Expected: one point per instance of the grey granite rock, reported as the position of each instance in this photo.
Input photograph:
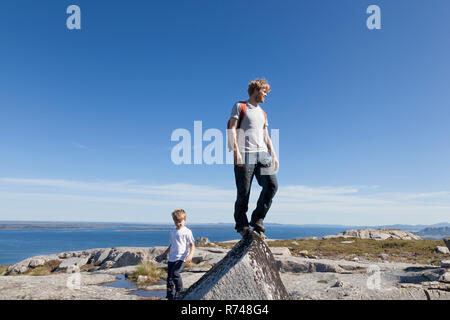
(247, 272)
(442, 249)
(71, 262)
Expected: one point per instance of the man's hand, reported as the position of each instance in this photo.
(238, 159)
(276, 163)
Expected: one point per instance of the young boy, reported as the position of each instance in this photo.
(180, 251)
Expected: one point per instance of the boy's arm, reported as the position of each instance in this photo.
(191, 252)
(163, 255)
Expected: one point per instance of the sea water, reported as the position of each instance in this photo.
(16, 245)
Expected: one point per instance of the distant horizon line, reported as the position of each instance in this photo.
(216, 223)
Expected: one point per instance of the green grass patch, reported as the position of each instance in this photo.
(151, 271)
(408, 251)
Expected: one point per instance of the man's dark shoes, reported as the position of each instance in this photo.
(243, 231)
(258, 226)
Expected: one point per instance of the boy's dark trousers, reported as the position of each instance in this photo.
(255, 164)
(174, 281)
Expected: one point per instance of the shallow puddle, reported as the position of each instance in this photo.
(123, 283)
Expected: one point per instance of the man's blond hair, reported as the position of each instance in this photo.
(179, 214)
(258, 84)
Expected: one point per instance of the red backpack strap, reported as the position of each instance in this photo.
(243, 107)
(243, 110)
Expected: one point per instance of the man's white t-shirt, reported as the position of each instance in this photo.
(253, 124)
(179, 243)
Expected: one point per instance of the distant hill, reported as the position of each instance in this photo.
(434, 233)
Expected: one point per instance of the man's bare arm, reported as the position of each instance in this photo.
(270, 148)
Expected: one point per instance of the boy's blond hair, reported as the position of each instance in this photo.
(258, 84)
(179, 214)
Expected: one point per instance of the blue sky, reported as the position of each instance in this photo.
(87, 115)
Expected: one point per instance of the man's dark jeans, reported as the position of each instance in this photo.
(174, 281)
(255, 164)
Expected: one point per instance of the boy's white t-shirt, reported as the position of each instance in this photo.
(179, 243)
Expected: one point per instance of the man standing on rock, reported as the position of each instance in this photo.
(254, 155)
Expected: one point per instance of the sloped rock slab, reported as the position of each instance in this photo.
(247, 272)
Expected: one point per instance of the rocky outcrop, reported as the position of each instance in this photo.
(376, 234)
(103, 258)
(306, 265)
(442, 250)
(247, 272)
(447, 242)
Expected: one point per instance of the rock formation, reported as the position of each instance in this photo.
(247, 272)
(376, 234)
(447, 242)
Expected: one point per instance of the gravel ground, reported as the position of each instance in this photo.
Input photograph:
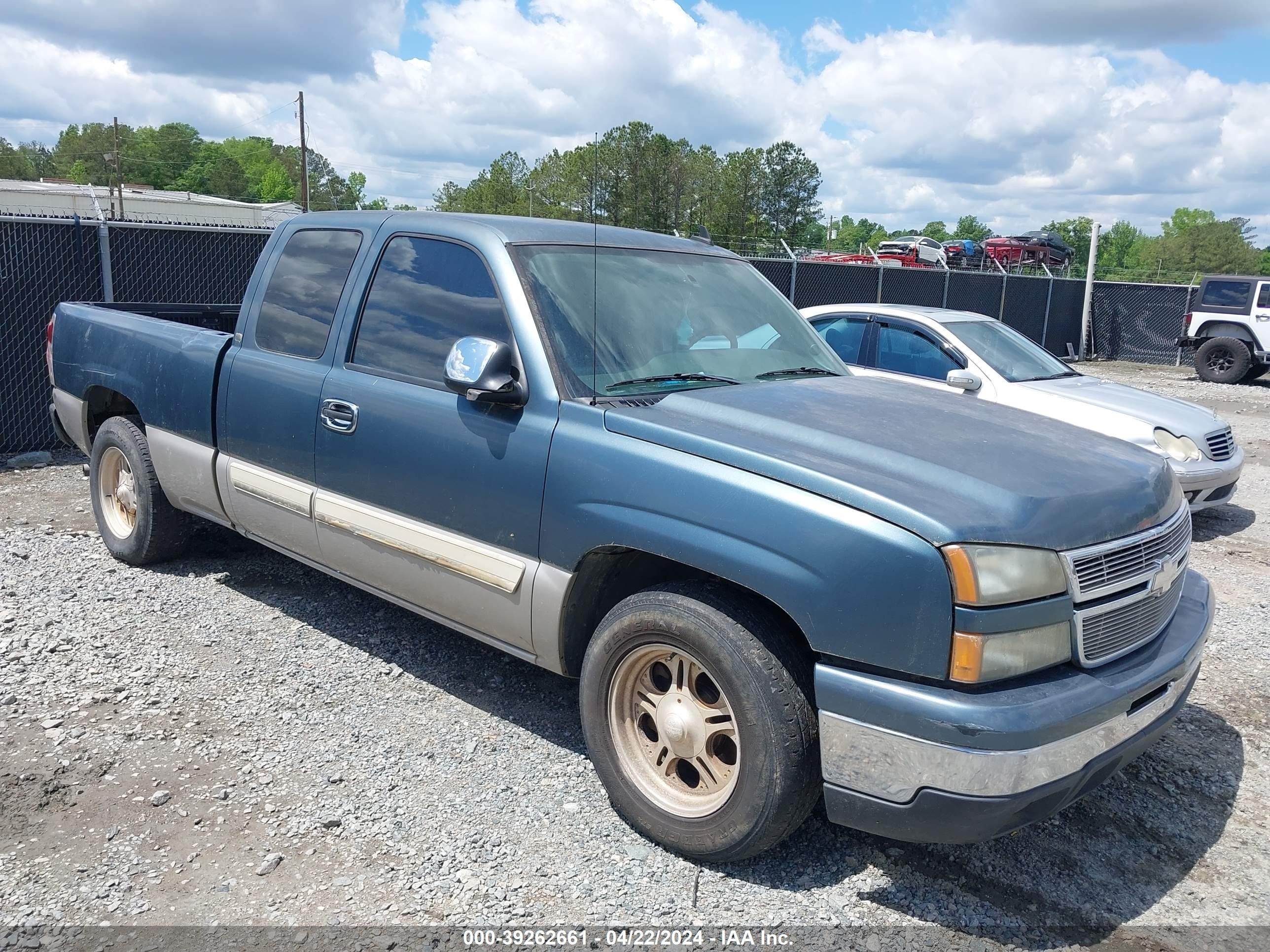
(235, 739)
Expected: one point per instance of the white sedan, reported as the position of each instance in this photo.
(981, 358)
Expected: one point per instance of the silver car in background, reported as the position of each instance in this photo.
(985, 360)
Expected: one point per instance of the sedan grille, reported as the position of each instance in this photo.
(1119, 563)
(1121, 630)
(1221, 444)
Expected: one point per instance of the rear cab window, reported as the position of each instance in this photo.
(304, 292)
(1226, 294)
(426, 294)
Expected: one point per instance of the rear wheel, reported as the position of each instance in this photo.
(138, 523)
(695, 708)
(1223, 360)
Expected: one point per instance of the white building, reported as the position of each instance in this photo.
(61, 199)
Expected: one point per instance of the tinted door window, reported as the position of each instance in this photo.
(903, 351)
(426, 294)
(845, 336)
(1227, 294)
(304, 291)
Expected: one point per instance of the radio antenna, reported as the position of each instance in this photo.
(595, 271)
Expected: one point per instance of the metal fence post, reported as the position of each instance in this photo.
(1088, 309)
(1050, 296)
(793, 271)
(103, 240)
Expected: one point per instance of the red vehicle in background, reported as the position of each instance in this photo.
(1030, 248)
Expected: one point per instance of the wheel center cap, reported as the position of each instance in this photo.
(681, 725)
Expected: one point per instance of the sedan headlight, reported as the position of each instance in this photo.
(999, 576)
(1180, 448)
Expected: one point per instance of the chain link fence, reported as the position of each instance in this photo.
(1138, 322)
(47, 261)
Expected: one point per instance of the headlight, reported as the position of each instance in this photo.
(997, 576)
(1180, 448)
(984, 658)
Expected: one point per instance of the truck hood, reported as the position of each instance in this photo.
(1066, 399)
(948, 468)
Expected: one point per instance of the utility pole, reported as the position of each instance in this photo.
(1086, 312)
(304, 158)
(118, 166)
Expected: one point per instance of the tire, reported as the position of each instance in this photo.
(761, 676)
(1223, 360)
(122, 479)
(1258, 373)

------------

● **YOUR GOAL**
Multiply each point coordinate in the answers by 2.05 and round it to a whole number, with halves rounded up. Write out every line from the line with "Expected: one point per instance of the chain" up to and including the last line of the items, requests included, and write no other lines.

● **COMPLETED TASK**
Expected: one point per instance of the chain link fence, reported as the position of each instance in this photo.
(2333, 660)
(96, 535)
Expected: one point per instance of the headlight, reported as the position of each instance in this photo.
(2044, 1181)
(2419, 918)
(2017, 1349)
Expected: one point per instance of the truck hood, reported as the position of each instance in this photo.
(2185, 818)
(1943, 959)
Expected: one point per instance of the utility pole, reported as the position of each instance in this photo.
(2226, 640)
(623, 324)
(242, 340)
Expected: one point per instance of the tire, reported as the position of each instance in this photo.
(1560, 1386)
(2507, 738)
(250, 982)
(2579, 765)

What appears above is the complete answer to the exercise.